======== TASK INPUT
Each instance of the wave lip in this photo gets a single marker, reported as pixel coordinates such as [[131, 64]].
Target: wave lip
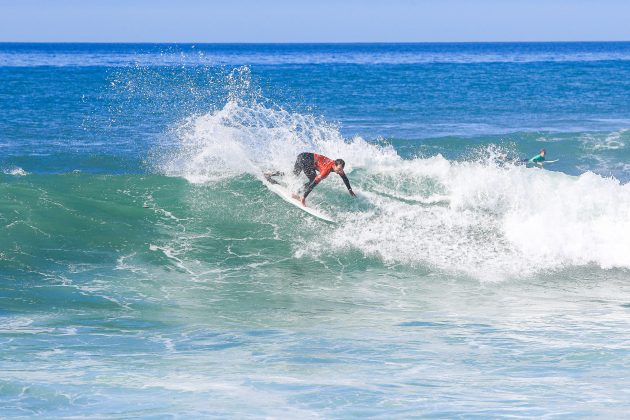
[[482, 218]]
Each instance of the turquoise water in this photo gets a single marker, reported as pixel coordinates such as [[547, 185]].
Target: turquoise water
[[145, 270]]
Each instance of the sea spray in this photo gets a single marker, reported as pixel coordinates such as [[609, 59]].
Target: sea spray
[[488, 218]]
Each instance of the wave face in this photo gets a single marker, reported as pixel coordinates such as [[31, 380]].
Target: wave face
[[145, 269], [484, 217]]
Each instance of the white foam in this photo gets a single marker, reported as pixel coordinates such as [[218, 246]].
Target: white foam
[[15, 171], [482, 218]]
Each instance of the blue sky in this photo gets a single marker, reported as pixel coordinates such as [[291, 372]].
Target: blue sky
[[313, 21]]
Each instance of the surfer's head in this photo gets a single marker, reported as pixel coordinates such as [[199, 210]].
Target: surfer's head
[[339, 165]]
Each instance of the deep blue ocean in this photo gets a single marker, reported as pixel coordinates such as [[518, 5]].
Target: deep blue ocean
[[147, 271]]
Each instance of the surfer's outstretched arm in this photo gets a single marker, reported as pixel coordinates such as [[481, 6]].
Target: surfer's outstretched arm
[[308, 187]]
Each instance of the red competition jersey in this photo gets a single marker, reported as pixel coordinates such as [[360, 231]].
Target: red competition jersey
[[324, 165]]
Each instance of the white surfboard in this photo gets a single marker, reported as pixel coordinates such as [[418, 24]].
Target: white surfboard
[[286, 195]]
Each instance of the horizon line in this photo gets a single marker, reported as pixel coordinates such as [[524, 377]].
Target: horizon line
[[309, 42]]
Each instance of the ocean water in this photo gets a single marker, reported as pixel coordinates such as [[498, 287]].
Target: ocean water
[[145, 270]]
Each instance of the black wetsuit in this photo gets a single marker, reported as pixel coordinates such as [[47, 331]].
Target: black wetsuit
[[310, 163]]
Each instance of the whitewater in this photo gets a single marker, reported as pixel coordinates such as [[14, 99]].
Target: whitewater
[[147, 271]]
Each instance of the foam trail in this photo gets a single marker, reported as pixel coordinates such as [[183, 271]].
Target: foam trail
[[478, 217]]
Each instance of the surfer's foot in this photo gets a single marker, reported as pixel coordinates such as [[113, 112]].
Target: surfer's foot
[[300, 199]]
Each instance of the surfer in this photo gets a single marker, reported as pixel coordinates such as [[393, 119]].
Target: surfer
[[539, 159], [310, 164]]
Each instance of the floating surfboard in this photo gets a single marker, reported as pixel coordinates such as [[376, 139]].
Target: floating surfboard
[[287, 196]]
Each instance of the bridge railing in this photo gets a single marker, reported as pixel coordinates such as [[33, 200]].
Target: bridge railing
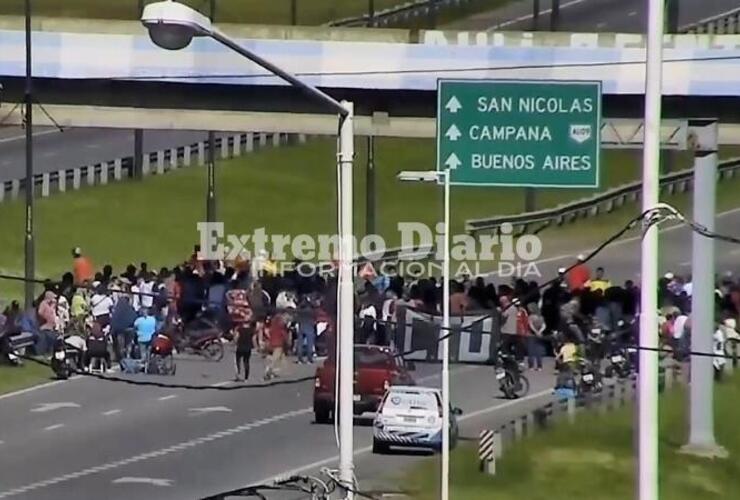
[[409, 11], [534, 222], [726, 23]]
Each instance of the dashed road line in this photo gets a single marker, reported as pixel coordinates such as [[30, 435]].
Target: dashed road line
[[192, 443]]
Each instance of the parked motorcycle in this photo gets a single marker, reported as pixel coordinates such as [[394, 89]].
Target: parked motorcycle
[[589, 380], [201, 337], [64, 358], [619, 364], [512, 382]]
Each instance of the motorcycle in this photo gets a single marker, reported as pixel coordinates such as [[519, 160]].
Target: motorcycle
[[63, 359], [589, 380], [512, 382], [201, 337], [620, 364]]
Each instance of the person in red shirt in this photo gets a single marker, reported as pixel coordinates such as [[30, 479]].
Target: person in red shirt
[[579, 275], [82, 268], [278, 336]]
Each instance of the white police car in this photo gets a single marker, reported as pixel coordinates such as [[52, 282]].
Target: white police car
[[411, 417]]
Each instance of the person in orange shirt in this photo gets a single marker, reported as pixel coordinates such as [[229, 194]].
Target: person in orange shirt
[[579, 275], [82, 267]]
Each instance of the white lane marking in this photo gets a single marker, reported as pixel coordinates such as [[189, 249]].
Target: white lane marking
[[37, 387], [47, 407], [367, 449], [176, 448], [209, 409], [35, 134], [617, 243], [143, 480], [527, 17]]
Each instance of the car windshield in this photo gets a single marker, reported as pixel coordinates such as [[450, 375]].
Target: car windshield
[[411, 401], [372, 358]]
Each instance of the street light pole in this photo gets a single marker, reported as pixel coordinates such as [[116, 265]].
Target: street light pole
[[211, 174], [172, 26], [648, 375], [30, 244], [442, 176], [446, 343], [346, 302]]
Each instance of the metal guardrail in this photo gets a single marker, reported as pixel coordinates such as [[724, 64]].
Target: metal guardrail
[[726, 24], [535, 222], [399, 13], [153, 163]]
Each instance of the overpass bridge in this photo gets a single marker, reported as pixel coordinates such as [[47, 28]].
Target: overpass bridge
[[115, 77]]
================
### WHAT YOU HAVE TO DO
Rewrite all the rows above, swapping "in this photo" for "in this image" and keeping everything else unchanged. Omit the picture lines from your answer.

### EXPECTED ANSWER
Each instance of the wave lip in this image gets a single marker, reported as pixel coordinates such as [[131, 64]].
Target: wave lip
[[482, 218]]
Each instance of the turquoise water in this image gets a single marker, reported as pixel coordinates such as [[547, 185]].
Target: turquoise water
[[145, 270]]
Each instance of the sea spray in this image gets a single marker, reported as pixel coordinates such as [[609, 59]].
Target: sea spray
[[488, 218]]
Each instance of the wave face in this image gets a single marker, reported as pixel coordinates such as [[31, 380]].
Target: wave face
[[145, 269], [484, 217]]
Each instance of the white foam in this image gets a single marker, reported as pixel coordinates such as [[218, 246]].
Target: white foam
[[15, 171], [482, 218]]
Each instance of the blue sky in this image gets a single marker, reported as pixel coordinates such as [[291, 372]].
Target: blue sky
[[313, 21]]
Each instance of the surfer's head in this image gets a single marker, reported as pixel coordinates such as [[199, 210]].
Target: surfer's head
[[339, 165]]
Each instance of the deep blue ocean in this image gets a single marker, reported as pixel coordinates such as [[518, 5]].
Target: deep blue ocean
[[147, 271]]
Each instance of the surfer's outstretched arm in this image gets a single marker, reported as pixel coordinates such as [[481, 6]].
Target: surfer's outstretched arm
[[308, 187]]
Each instance of the red competition jersey in this image gets a single marker, reported as pixel coordinates such as [[360, 231]].
Target: red competition jersey
[[324, 165]]
Each instance of the white surfboard in this image gets a single marker, reported as pixel coordinates such as [[418, 24]].
Target: white surfboard
[[286, 195]]
Each instance of the horizon line in this image gets a single marker, reported as pixel coordinates such as [[524, 377]].
Target: horizon line
[[309, 42]]
Each instance of the ocean water in this image gets a single marker, reported as pixel coordinates such as [[498, 287]].
Target: ocean water
[[145, 270]]
Each instance of the black wetsuit in this image gets a single marker, reported as pixel coordinates such as [[47, 331]].
Target: black wetsuit
[[310, 163]]
Each instance of the whitewater in this image gets a single marker, reported as pixel coordinates such as [[14, 99]].
Target: whitewater
[[147, 271]]
Each instance of the foam trail in this image gets a single marker, reported as pixel coordinates such as [[183, 271]].
Target: foam trail
[[478, 217]]
Each instance of the surfer's foot in this image gets a single marker, reported as pixel coordinates such as [[113, 112]].
Target: surfer's foot
[[300, 199]]
Each instance of the surfer in this image gets a single marker, reported as pixel coordinates such as [[393, 119]].
Target: surfer
[[539, 159], [310, 164]]
Each instance of the floating surfboard in this image gets a single marker, reported as pixel coordinates such as [[376, 139]].
Target: floating surfboard
[[287, 196]]
Each instance of the bridge railing in this image gets a single marker, reported as pixel coordinates such as [[33, 200]].
Target: bridge railing
[[409, 11], [534, 222], [726, 23]]
Each instance of the dashed road line in this image gets a single marker, reported as pixel coordinates such as [[30, 435]].
Target: dashed road line
[[192, 443]]
Each instance of the parked motorcycle in this image gets a single marker, reported as pixel coordinates such as [[394, 89]].
Target: parked motorcycle
[[589, 380], [201, 337], [64, 358], [619, 364], [512, 382]]
Each instance of the motorcycle in this image gets a single marker, reported as pixel coordinates such as [[519, 160]].
Target: motorcycle
[[63, 359], [589, 380], [512, 382], [201, 337], [620, 364]]
Each instance of the person in red shirt in this image gets a single marker, reported as pixel coordinates such as [[30, 479]].
Target: person in red shirt
[[579, 275], [82, 268], [278, 336]]
Each instance of the white police car in this image gets a single marker, reported as pixel coordinates such as [[52, 282]].
Target: white police car
[[411, 417]]
Each instance of the person in orange shirt in this image gets a single marker, reported as pixel coordinates such as [[229, 194]].
Target: person in orange shirt
[[579, 275], [82, 267]]
Each instance of the white lane marking in this image gets a single marker, reported as pixel coordinates such as [[189, 249]].
Target: white lane marking
[[37, 387], [47, 407], [367, 449], [176, 448], [209, 409], [35, 134], [617, 243], [143, 480], [527, 17]]
Each instance of the car windshield in this image gets a single marker, reported as pixel coordinates such as [[450, 375]].
Target: car windshield
[[411, 401], [372, 358]]
Each instance of the street light pole in this image gets a single marker, reported as pixel coordinates such as [[116, 265]].
Target: street light pole
[[211, 174], [172, 26], [648, 375], [30, 244], [442, 176], [446, 343], [346, 302]]
Each instance of the metal guardrail in this image gets a single marker, reported as pixel coordinates such as [[724, 64]].
Target: metal guardrail
[[726, 24], [535, 222], [399, 13], [153, 163]]
Each instance of the overpass bridge in this image gets a single marker, reported as pixel coordinates such as [[47, 28]].
Target: overpass bridge
[[115, 77]]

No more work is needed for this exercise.